┌────────
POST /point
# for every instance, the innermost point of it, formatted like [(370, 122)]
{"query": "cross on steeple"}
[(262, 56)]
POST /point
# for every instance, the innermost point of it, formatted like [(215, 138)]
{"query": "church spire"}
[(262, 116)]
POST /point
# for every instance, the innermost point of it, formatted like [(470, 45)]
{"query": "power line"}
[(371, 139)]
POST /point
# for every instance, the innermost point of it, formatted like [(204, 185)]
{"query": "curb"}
└────────
▸ **WHAT YOU WILL DO**: Looking at the records above, work out how many lines contain "innermost". Give the number only.

▸ **YOUR SOLUTION**: 4